▶ [Exercise directions]
Write out, precisely and in full, each line of the material.

|---|

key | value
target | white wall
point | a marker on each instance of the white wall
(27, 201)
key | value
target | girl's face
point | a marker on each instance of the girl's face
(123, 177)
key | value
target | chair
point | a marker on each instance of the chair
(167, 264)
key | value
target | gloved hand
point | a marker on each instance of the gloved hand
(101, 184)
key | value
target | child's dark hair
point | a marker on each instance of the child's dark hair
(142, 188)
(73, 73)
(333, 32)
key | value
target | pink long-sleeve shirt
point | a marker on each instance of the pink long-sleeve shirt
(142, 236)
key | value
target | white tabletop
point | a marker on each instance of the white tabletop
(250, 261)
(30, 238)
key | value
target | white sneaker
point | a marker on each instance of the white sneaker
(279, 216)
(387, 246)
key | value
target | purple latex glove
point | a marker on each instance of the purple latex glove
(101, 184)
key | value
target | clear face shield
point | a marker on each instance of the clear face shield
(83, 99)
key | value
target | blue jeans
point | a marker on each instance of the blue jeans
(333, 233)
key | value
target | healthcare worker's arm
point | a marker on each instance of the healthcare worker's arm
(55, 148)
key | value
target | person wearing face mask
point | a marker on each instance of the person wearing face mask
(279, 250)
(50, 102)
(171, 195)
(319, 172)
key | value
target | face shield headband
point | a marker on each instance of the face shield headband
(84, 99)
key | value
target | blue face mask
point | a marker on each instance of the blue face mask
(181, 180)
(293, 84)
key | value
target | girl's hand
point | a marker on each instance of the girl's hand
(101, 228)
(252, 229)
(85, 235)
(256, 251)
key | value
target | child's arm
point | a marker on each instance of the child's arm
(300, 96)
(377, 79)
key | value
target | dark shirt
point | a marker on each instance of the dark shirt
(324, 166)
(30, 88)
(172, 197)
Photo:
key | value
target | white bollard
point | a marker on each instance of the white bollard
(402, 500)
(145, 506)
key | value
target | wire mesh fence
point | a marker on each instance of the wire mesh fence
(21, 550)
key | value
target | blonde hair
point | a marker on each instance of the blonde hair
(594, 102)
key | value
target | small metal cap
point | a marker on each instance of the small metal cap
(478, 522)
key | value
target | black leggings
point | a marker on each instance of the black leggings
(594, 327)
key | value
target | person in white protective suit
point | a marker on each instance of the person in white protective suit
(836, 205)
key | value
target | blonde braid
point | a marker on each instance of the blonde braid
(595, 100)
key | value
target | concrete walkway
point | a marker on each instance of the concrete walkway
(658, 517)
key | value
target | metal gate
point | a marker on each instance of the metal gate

|---|

▶ [Answer for the task]
key | value
target | white wall
point | a marker on each instance of the white wall
(27, 201)
key | value
target | girl's face
point | a marker on each instance of the girl's face
(123, 177)
key | value
target | chair
point | a marker on each instance of the chair
(167, 264)
key | value
target | gloved hand
point | a marker on each instance of the gloved hand
(101, 184)
key | value
target | child's dark hair
point | a marker on each instance of the child's dark hair
(142, 188)
(73, 73)
(333, 32)
key | value
target | pink long-sleeve shirt
point | a marker on each instance of the pink long-sleeve shirt
(142, 236)
key | value
target | white tabletop
point | a marker on each instance of the white tabletop
(250, 261)
(30, 238)
key | value
target | white sneaker
point | a marker on each instance of the white sneaker
(279, 216)
(387, 246)
key | value
target | purple latex glove
point | a marker on each instance of the purple latex glove
(101, 184)
key | value
target | clear face shield
point | a marker on each instance of the clear face shield
(83, 99)
key | value
target | blue jeans
point | a marker on each instance of the blue jeans
(333, 233)
key | value
target | healthcare worker's arm
point | a marker on each instance of the healthcare worker's arm
(55, 148)
key | value
target | person wearing face mask
point | a marker on each instance of the person wearing face mask
(279, 250)
(50, 102)
(171, 195)
(319, 172)
key | value
target | face shield headband
point | a marker on each instance of the face shield headband
(84, 99)
key | value
target | blue face mask
point | a marker on each instance of the blue face mask
(181, 180)
(293, 84)
key | value
target | girl's hand
point | a marker on each instance of the girl's hand
(101, 228)
(252, 229)
(85, 235)
(256, 251)
key | value
target | child's arm
point | a marker on each instance of the child's arm
(300, 96)
(377, 79)
key | value
target | dark shirt
point | a marker on each instance of the dark shirt
(324, 166)
(30, 88)
(172, 197)
Photo:
key | value
target | white bollard
point | a marker on each instance of the white bollard
(402, 500)
(145, 506)
key | value
target | wire mesh fence
point | a marker on each instance of the wire mesh fence
(21, 550)
key | value
target | blonde hair
point | a marker on each instance of the blonde hair
(594, 102)
key | value
target | small metal cap
point | a marker on each instance of the small metal cap
(478, 522)
key | value
target | black leggings
point | a marker on each instance of the black leggings
(594, 327)
key | value
target | person in white protective suit
point | a marker on each instance of the person in white protective suit
(836, 205)
key | value
target | blonde braid
point | a marker on each instance of the blonde braid
(595, 100)
key | value
target | concrete walkway
point | a marker on each instance of the concrete walkway
(658, 517)
key | value
target | metal gate
point | a marker on each instance of the metal gate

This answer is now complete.